### [Description of the task]
Please take the lines from the one holding "Locate the innermost point of each instance of the blue water" through the one holding "Target: dense green foliage" in the data below and copy them exactly.

START Recorded data

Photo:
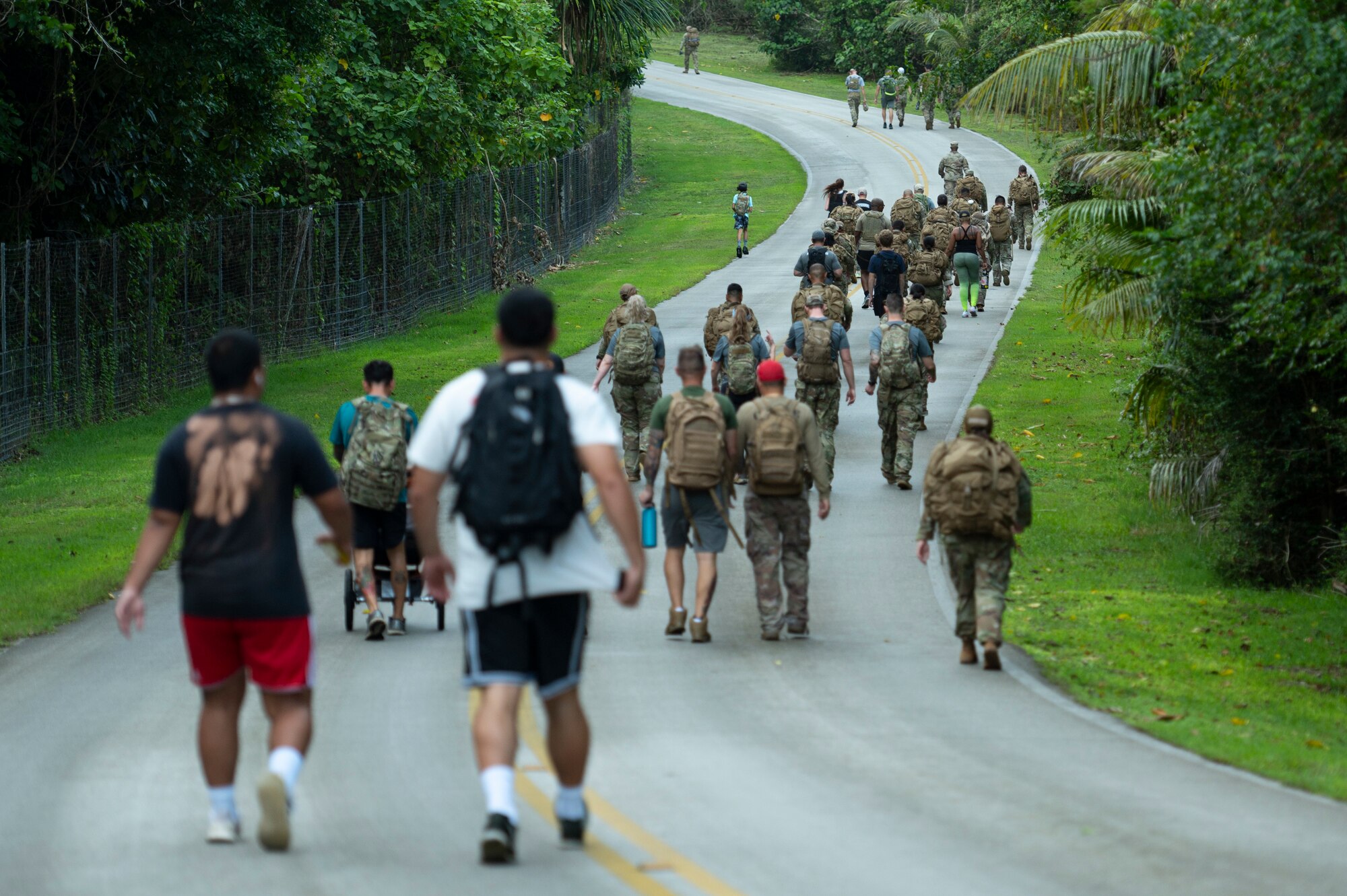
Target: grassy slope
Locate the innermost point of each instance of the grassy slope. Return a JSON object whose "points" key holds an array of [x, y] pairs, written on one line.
{"points": [[1116, 599], [75, 508]]}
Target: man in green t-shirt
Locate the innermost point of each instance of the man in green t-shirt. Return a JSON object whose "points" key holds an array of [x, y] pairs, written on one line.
{"points": [[702, 512]]}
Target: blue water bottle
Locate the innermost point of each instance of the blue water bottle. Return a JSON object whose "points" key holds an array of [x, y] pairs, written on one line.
{"points": [[649, 528]]}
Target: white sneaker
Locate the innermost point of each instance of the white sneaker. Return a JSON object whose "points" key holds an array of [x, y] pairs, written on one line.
{"points": [[223, 829]]}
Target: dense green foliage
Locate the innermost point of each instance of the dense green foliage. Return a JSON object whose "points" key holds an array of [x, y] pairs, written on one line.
{"points": [[130, 110]]}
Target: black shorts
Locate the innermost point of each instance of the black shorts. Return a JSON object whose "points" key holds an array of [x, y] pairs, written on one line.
{"points": [[541, 641], [374, 529]]}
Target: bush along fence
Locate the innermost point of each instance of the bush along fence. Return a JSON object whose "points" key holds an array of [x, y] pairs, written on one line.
{"points": [[95, 330]]}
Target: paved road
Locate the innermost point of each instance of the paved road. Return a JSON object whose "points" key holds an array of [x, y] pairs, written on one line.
{"points": [[864, 761]]}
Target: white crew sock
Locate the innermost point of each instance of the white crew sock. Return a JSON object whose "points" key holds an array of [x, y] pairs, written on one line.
{"points": [[286, 762], [223, 802], [570, 804], [499, 790]]}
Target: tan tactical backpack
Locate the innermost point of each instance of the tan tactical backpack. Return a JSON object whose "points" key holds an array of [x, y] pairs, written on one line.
{"points": [[774, 455], [926, 316], [973, 487], [999, 222], [817, 364], [696, 443]]}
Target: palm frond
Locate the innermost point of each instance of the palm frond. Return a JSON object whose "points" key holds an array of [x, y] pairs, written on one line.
{"points": [[1127, 308], [1107, 75], [1089, 215], [1129, 174], [1189, 482]]}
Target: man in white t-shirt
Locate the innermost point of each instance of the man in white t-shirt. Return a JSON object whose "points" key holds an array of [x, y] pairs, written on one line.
{"points": [[525, 622]]}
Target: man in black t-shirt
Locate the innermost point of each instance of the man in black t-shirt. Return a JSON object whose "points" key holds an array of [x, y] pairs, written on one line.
{"points": [[234, 469]]}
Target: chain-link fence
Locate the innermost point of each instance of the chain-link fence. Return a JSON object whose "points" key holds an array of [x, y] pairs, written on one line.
{"points": [[95, 330]]}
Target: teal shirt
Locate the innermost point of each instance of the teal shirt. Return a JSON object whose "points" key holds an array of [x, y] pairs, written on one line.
{"points": [[346, 421]]}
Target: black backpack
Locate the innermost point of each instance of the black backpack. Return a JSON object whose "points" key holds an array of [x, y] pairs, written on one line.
{"points": [[521, 483], [887, 280]]}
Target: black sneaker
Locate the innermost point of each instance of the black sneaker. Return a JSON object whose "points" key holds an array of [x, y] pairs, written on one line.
{"points": [[498, 840], [573, 829]]}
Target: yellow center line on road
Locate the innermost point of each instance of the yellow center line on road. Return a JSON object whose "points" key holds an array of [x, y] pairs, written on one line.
{"points": [[663, 858], [918, 170]]}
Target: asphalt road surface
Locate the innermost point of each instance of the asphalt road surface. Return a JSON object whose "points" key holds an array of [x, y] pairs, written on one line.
{"points": [[863, 761]]}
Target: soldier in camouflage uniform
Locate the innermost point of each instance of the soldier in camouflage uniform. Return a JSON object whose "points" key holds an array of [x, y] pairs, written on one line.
{"points": [[635, 403], [927, 94], [980, 564], [952, 168], [778, 525], [817, 380], [1024, 197], [900, 409], [619, 316]]}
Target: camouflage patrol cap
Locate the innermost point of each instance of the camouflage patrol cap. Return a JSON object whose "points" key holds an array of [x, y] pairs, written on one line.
{"points": [[977, 417]]}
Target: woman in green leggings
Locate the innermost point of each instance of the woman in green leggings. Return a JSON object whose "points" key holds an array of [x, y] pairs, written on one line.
{"points": [[971, 259]]}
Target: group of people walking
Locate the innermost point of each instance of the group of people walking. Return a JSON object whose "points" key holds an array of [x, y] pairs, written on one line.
{"points": [[517, 438]]}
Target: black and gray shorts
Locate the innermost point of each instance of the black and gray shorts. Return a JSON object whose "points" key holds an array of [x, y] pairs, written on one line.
{"points": [[539, 641]]}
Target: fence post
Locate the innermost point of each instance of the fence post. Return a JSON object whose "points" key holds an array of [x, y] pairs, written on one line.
{"points": [[46, 289]]}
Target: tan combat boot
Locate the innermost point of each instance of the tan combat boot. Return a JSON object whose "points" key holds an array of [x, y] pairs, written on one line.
{"points": [[991, 656], [700, 634]]}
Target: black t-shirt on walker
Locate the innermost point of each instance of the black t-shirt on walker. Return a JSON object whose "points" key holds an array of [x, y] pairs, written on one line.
{"points": [[234, 471]]}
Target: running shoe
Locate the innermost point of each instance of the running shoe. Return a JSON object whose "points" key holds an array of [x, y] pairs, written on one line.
{"points": [[498, 840], [274, 828], [573, 829], [223, 829]]}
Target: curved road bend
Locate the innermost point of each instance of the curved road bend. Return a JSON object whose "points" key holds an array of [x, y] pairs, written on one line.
{"points": [[864, 761]]}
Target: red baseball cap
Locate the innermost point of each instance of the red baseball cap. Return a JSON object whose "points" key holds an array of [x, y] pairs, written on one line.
{"points": [[771, 372]]}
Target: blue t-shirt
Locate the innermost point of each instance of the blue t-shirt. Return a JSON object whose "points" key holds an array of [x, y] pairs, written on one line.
{"points": [[919, 342], [795, 342], [655, 335], [346, 421], [759, 345]]}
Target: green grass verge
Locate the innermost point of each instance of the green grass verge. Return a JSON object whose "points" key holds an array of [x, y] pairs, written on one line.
{"points": [[75, 506], [1116, 599]]}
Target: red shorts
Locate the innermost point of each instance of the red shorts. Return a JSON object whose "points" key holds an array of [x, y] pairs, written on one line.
{"points": [[280, 653]]}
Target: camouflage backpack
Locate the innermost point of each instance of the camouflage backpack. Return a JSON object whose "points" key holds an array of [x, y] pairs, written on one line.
{"points": [[374, 470], [926, 269], [634, 354], [817, 364], [696, 443], [899, 365], [774, 455], [926, 316], [973, 487], [999, 222], [742, 369]]}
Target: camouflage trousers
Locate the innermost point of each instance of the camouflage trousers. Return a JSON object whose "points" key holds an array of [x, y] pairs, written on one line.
{"points": [[824, 400], [778, 535], [980, 567], [1022, 223], [1001, 254], [634, 405], [900, 409]]}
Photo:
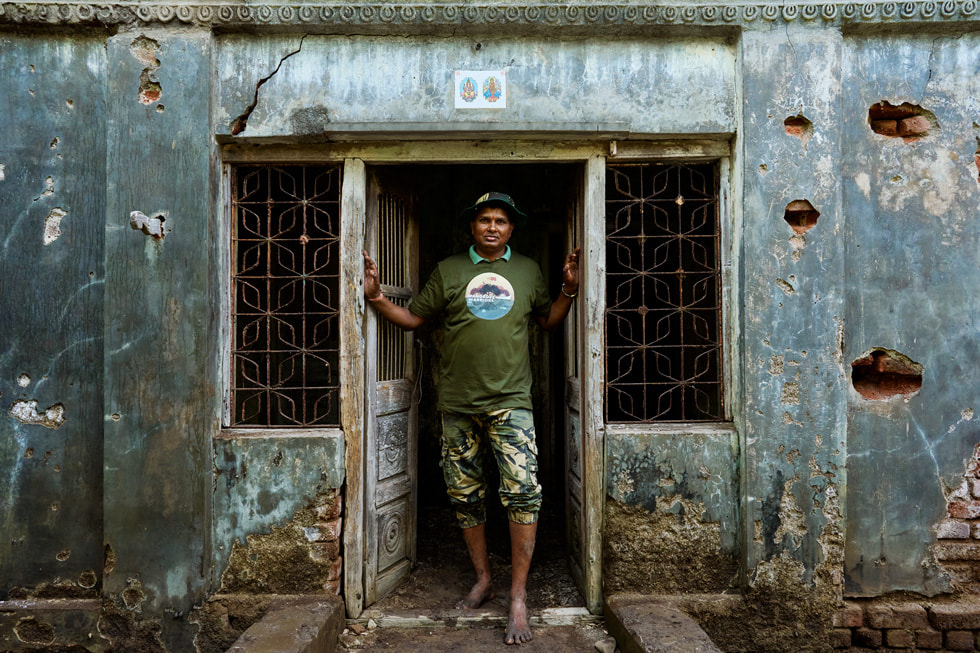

END Recorded data

### [Answer space]
Locate the innermost point of each instance of the blue water bottle. Return a JSON object whose "points" key holds an array of [x, y] pairs, written on one line.
{"points": [[649, 528]]}
Target: white sneaker
Locate the innermost point of each instance of the white sneaker. Return a JSON object whose "points" key holds an array of [x, y] pairs, written on one line.
{"points": [[223, 829]]}
Target: dense green foliage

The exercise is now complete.